• [REQUIRED TASK A]:
Answer these questions from the hostage article:
(i) Which British aid worker from the Manchester area was held by IS militants?
(ii) Which Whitehall emergency committee met to discuss the latest IS murders?
(iii) Who is named as the White House National Security Council spokesman?

• [READING PASSAGE]:
----------------
Intelligence and security chiefs were updating the Prime Minister on the latest atrocity by Islamic State, in which fanatics including Briton “Jihadi John” beheaded at least 17 Syrian soldiers and US aid worker Peter Kassig.

American journalists James Foley and Steven Sotloff have also been murdered by the terrorist group and Washington said Barack Obama had ordered a review in the summer of how the US deals with hostage cases.

The British Government is also understood to be examining if it could improve its efforts to secure the release of captured UK nationals, although unlike America it has not launched a formal review.

The Foreign Office usually advises families of hostages that publicity could hamper their chances of being freed.

But the groundswell of support for British aid worker Alan Henning, from the Manchester area, after it emerged that he was being held by IS militants, has raised questions over whether family appeals may help rescue attempts.

A video of Mr Henning’s beheading was released by IS last month.

The meeting of Whitehall’s Cobra emergency committee was focusing today on the latest IS murders rather than on British hostage policy, with any re-examination of this being part of standard procedure, according to sources.

A Foreign Office spokesman said: “The UK has robust system in place for handling hostage situations that brings to bear expertise from across government. We do everything we can to bring home safely Britons who have been taken hostage overseas.”

“We have a clear policy, which we believe is right, not to pay ransoms. No one should interpret that as our not doing everything we can in every case to help families and hostage.”

In America, White House National Security Council spokesman Alistair Baskey said the goal “had always been to use every appropriate resource within the bounds of the law to assist families to bring their loved ones home”.

He added: “In light of the increasing number of US citizens taken hostage by terrorist groups overseas and the extraordinary nature of recent hostage cases, this summer President Obama directed relevant departments and agencies, including the Departments of Defense and State, the FBI, and the Intelligence Community, to conduct a comprehensive review of how the US government addresses these matters.”

ABC News reported that a Pentagon official wrote to US Representative Duncan Hunter that the review would include “examining family engagement, intelligence collection, and diplomatic engagement policies”.
----------------
Dataset excerpts on object pointing:
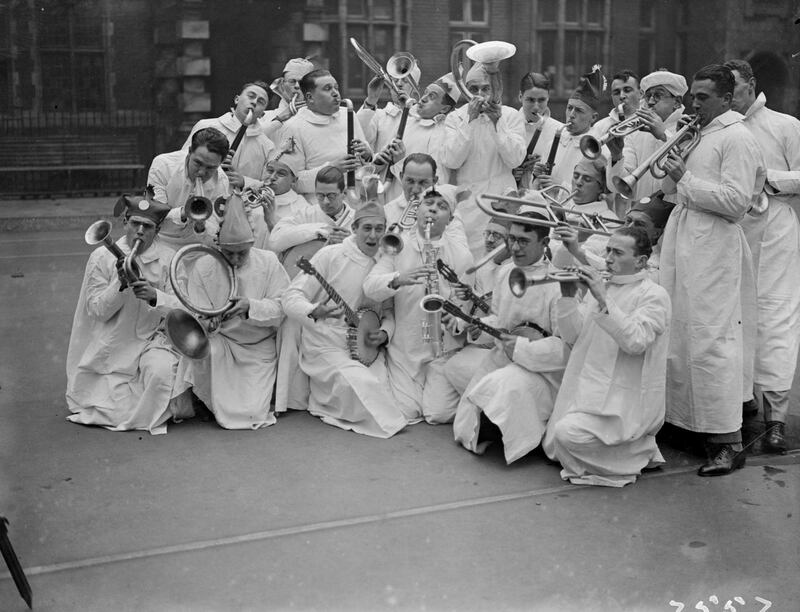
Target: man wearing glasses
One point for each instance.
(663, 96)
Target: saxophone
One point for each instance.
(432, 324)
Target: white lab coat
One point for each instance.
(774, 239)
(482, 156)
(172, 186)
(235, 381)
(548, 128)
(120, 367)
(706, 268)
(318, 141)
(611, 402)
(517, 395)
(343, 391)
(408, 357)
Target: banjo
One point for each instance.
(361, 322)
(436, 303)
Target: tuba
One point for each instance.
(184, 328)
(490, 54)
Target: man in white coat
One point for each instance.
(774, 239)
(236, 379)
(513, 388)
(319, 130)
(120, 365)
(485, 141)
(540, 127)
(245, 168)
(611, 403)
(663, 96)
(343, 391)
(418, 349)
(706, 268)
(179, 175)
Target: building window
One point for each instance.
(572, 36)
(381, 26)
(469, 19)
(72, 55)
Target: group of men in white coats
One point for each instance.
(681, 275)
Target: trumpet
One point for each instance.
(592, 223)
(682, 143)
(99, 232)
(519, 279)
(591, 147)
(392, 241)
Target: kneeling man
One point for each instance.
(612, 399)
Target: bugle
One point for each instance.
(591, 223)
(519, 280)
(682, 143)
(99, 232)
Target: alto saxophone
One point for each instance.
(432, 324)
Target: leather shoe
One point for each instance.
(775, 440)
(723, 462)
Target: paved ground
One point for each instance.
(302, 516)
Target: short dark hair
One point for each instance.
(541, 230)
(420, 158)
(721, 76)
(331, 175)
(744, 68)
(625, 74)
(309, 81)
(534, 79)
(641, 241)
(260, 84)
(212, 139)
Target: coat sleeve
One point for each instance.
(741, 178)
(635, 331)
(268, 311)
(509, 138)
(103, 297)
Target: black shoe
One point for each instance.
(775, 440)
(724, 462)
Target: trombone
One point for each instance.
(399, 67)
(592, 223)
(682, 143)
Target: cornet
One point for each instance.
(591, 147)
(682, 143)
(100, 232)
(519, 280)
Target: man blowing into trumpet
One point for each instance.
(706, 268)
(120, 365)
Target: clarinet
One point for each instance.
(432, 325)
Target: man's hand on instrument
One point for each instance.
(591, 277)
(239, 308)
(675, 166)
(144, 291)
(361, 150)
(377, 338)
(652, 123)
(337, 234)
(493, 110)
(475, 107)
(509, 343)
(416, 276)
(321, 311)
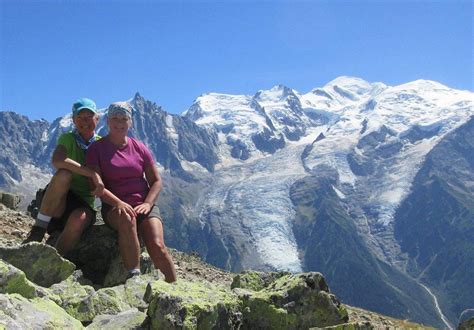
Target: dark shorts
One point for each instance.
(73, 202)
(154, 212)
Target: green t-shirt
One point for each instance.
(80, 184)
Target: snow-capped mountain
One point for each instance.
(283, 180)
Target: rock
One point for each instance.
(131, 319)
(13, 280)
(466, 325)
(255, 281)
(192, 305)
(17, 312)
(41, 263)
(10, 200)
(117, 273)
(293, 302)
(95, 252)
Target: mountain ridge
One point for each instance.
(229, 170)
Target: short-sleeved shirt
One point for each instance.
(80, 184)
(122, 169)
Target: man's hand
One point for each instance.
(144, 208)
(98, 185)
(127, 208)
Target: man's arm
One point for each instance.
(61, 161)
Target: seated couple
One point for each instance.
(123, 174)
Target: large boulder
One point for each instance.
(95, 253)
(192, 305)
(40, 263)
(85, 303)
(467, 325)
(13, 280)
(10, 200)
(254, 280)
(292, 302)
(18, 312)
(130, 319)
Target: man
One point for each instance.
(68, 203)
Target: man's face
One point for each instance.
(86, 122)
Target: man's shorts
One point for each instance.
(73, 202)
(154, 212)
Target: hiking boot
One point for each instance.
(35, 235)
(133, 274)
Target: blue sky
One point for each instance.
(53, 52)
----------------
• [REQUIRED TASK B]: Locate every line in the records above that contains the string "shoe", treating case as significant, and copy each of those lines.

• [COMPLETE RESPONSE A]:
(i) Alan Henning
(ii) The Cobra emergency committee
(iii) Alistair Baskey

• [COMPLETE RESPONSE B]:
Target: leather shoe
Target: black shoe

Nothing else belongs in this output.